Why Winning Cannes No Longer Protects Agencies.

Omnicom’s decision to retire its most-awarded networks shows how “relevance” is now defined by footprint and positioning, not creative performance.

When “Relevance” Means Killing Creativity at Its Peak

Omnicom’s decision to retire DDB and FCB, while both agencies dominated global creative rankings in 2025, reveals a hard truth about modern holding companies: creative excellence is no longer a sufficient measure of relevance.

In a December 2, 2025 interview with The Drum, Omnicom Advertising CEO Troy Ruhanen explained that agency brand decisions following the $13 billion IPG acquisition came down to “relevance, not legacy.” The statement was meant to signal strategic discipline. Instead, it exposed a redefinition of relevance that explicitly sidelines creative performance, even at its highest level.

DDB was named Cannes Lions Network of the Year in 2025, the most prestigious recognition the global creative industry bestows. FCB New York topped The Drum’s 2025 World Creative Rankings as the most-awarded agency in the world. Both agencies were eliminated anyway.

Creative Momentum Was Not the Problem

Ruhanen was clear that heritage and age played no role in the decision. DDB, FCB, and MullenLowe collectively represent nearly 300 years of agency history, but Omnicom leadership insists legacy was irrelevant. To reinforce the point, Ruhanen noted that surviving networks, McCann (113 years), BBDO (97), and TBWA (55), are themselves deeply historic.

The implication was simple: longevity wasn’t punished, but neither was excellence rewarded.

The reaction across the industry was emotional, as The Drum described it, understandably so. Agencies at peak creative performance are rarely shuttered. Traditionally, award momentum signals cultural relevance, creative leadership, and commercial desirability. In this case, it meant nothing.

Ruhanen acknowledged the attachment but framed the outcome as unavoidable:

“Winning at Cannes is one thing. Winning in the market is another.”

How “Relevance” Was Actually Defined

According to Ruhanen, the new Omnicom structure emerged quickly once leadership assessed agencies against two primary criteria:

  1. Presence in markets that matter most to global clients

  2. Clarity and distinctiveness of agency positioning

By this logic, McCann (“Truth Well Told”), TBWA (“Disruption”), and BBDO (“We Do Big Things”) were deemed the most globally present and most sharply positioned. Their propositions were clear, differentiated, and easy to deploy at scale.

DDB’s Cannes Lions Network of the Year title and FCB’s dominance of global creative rankings failed to satisfy these criteria.

In Ruhanen’s framing, creative awards did not equate to relevance unless they were paired with geographic footprint density and proposition clarity. Creative output, even when validated by international juries and industry-wide rankings, was secondary.

# # #

| Activity 1 |
According to the text on Omnicom's agency decisions, which agency topped The Drum's 2025 World Creative Rankings?

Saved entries
# # #

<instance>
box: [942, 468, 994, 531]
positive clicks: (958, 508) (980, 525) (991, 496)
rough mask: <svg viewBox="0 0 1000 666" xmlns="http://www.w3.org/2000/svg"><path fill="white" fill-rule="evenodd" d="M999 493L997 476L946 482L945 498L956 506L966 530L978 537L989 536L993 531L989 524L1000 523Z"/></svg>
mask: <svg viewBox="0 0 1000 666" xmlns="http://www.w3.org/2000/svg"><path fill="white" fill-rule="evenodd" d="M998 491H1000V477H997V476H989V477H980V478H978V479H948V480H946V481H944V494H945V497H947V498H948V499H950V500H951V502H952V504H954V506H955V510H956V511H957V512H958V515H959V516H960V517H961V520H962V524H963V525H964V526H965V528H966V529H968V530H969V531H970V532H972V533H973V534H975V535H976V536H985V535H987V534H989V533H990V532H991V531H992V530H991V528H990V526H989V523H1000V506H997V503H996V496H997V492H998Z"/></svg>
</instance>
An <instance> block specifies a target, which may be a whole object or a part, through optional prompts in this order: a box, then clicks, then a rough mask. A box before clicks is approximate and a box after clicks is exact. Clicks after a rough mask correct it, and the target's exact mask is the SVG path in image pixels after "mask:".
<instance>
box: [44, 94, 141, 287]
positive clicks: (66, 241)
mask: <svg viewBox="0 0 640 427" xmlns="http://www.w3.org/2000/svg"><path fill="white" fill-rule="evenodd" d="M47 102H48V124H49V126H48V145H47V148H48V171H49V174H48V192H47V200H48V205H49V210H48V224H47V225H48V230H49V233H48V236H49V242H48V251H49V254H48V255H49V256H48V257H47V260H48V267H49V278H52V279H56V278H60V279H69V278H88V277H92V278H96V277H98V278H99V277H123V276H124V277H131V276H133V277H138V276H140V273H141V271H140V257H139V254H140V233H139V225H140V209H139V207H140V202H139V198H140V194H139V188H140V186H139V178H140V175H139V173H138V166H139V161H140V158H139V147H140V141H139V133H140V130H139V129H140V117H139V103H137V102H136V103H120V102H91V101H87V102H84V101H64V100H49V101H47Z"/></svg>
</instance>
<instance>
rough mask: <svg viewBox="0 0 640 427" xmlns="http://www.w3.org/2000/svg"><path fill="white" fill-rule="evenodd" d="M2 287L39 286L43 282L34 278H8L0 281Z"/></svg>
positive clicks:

# # #

| Activity 2 |
Return the records from their first line up to and including the line that contains "positive clicks: (958, 508)", copying each line without any change.

| Result 1 |
FCB New York

| Result 2 |
<instance>
box: [942, 468, 994, 531]
positive clicks: (958, 508) (980, 525) (991, 496)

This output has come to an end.